A surge of investments in the fourth quarter into companies such as Code42 ($85.6 million), Cardionomic ($20 million) and Zipnosis ($17 million) pushed venture capital investment in Minnesota companies last year to a postrecession record of $371.7 million.

The strong finish topped 2014, the next-best year at $359.8 million, according to figures prepared by PricewaterhouseCoopers (PwC) and the National Venture Capital Association, based on data provided by Thomson Reuters.

"We've had a very good run the last two years," said Mark Scholtes, a Minneapolis-based partner at PwC who examines the numbers. "It's a good environment for entrepreneurs."

Minnesota firms seeking development capital were lagging until October, when a fast-growing Minneapolis software firm scored $85 million, the biggest venture capital investment in a Minnesota company since the tech-boom of 1999-2000. The investment in 400-plus employee Code42 was from Accel and Split Rock Partners, two previous investors, and two new ones, JMI Equity and New Enterprise Associates.

Code42 CEO Joe Payne said it will use the additional funds to develop more data backup services for business and consumer clients.

Before Code42's take, the two biggest magnets for venture capital in Minnesota in 2015 were $30 million to Field Nation, which provides a service that matches contract IT and other freelancers with corporate clients. Earlier, Lead Pages, which provides digital marketing products for companies, received $27 million.

Venture capital is extended to promising, fast-growing companies with the expectation, not always realized, that they will get big in a hurry and eventually sell stock to public investors, sell to a larger concern or otherwise provide a huge return on investment to early-stage investors, including the founders, friends and family who often post the seed capital.

#### INPUT DATA
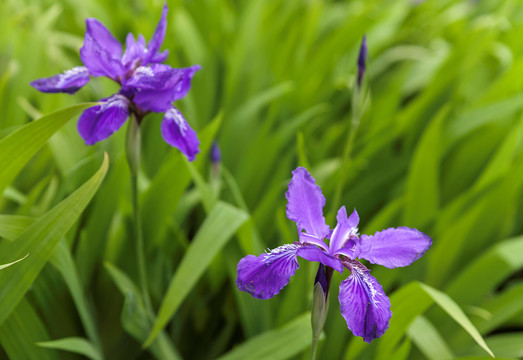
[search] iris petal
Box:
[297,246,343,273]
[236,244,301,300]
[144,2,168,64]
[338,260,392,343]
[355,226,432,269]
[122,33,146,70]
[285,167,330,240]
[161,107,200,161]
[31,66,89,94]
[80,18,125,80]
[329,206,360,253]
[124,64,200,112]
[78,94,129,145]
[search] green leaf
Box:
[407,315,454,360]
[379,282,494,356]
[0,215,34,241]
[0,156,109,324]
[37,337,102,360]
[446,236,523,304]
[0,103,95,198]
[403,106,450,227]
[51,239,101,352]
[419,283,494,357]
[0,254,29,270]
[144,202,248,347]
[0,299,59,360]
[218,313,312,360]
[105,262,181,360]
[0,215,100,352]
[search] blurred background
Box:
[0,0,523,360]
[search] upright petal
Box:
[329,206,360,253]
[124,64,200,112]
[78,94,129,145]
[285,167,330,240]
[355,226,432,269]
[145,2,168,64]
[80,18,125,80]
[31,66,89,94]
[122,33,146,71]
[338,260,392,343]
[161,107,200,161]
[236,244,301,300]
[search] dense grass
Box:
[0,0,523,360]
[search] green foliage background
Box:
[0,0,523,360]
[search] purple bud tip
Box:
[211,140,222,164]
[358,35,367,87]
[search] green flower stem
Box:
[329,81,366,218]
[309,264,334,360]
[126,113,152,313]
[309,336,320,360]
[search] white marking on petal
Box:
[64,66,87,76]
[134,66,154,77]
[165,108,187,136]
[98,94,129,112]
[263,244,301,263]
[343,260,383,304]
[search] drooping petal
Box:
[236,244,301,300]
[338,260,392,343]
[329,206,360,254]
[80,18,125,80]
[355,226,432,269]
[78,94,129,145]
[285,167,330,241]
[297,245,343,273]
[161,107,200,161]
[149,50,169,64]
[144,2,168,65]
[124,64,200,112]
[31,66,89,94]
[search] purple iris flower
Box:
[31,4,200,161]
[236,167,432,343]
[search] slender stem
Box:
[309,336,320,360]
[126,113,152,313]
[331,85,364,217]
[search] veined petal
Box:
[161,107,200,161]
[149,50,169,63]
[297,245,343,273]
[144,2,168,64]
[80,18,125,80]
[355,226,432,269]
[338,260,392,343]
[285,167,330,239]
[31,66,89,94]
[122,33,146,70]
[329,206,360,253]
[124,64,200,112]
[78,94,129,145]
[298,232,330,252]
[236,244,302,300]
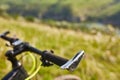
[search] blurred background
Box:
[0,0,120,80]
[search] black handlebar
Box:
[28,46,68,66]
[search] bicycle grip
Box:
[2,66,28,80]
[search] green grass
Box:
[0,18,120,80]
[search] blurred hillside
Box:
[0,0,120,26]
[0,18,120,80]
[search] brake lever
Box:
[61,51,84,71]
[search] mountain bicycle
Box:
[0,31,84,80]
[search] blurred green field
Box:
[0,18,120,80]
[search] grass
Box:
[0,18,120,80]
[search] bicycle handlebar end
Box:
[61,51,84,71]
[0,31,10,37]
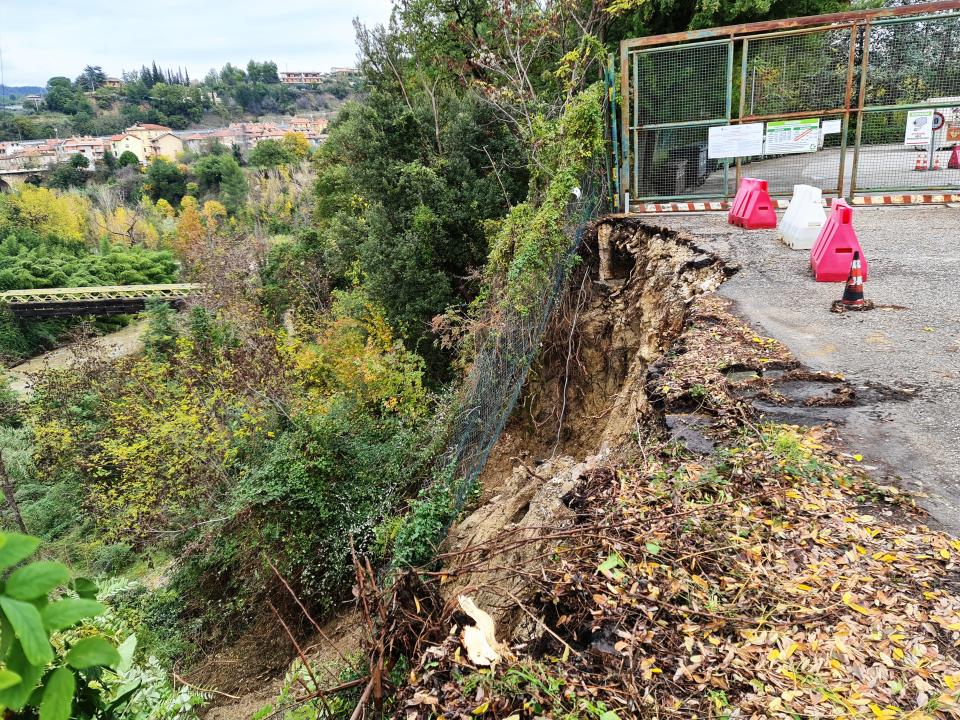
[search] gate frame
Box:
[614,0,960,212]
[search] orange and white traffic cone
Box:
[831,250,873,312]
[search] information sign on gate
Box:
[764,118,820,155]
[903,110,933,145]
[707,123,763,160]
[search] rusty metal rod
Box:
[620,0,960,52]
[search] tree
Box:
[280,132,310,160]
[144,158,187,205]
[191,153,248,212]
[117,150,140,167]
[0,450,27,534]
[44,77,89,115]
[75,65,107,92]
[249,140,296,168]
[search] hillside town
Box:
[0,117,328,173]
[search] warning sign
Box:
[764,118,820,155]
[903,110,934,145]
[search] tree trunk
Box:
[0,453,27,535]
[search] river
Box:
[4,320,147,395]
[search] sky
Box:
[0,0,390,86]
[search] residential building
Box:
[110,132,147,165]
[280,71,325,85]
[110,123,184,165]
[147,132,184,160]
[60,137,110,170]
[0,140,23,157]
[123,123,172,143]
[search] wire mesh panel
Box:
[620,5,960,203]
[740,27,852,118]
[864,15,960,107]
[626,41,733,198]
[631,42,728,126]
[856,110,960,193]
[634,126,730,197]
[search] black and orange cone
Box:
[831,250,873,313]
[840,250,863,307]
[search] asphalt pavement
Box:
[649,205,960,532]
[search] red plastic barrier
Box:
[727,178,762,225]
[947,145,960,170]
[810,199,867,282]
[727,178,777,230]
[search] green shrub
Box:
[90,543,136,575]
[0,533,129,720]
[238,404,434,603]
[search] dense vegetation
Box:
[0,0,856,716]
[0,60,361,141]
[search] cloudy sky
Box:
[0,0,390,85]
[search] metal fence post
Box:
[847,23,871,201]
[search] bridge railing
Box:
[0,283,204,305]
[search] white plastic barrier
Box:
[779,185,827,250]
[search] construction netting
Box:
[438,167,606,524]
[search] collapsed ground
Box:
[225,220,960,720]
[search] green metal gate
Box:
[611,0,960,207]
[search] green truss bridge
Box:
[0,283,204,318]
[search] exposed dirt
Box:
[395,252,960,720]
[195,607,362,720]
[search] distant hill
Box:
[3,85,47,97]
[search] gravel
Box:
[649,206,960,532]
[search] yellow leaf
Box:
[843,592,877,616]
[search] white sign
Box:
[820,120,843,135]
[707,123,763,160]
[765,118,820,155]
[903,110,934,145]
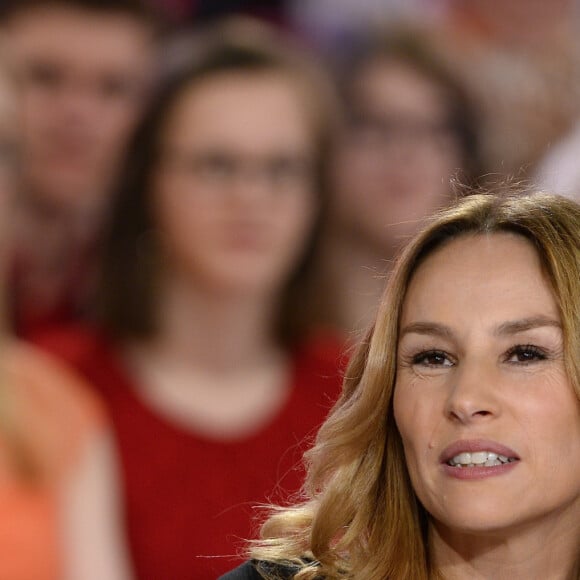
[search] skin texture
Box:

#### PROBLEMS AND TASKS
[a] According to the Minnesota venture capital article, which two previous investors joined the Code42 funding round?
[b] Write the next part of the Minnesota venture capital article, picking up after its final paragraph.

#### ANSWERS
[a] Accel and Split Rock Partners.

[b]
Scholtes said he was impressed that Minnesota continues to diversify in venture capital from medical technology, its historic long suit, to software, including that powering health care IT and other areas designed to bring innovation and economy.

"Software is the driving force behind disruptive technologies aimed at health care, transportation and security, including cyber security," he said. "Code42 and other software [outfits] are getting more of the pie. And that's a good sign."

Software-related companies collected about half the venture capital in 2015, compared with 20 percent or less a decade ago.

One such firm is Zipnosis, a health-software concern that lets medical clinics, such as Fairview and North Memorial, conduct economical "virtual" visits with patients. It raised $17 million in December in its first round of venture financing.

Nationally, venture capitalists deployed $58.8 billion, the second best year in the last 20.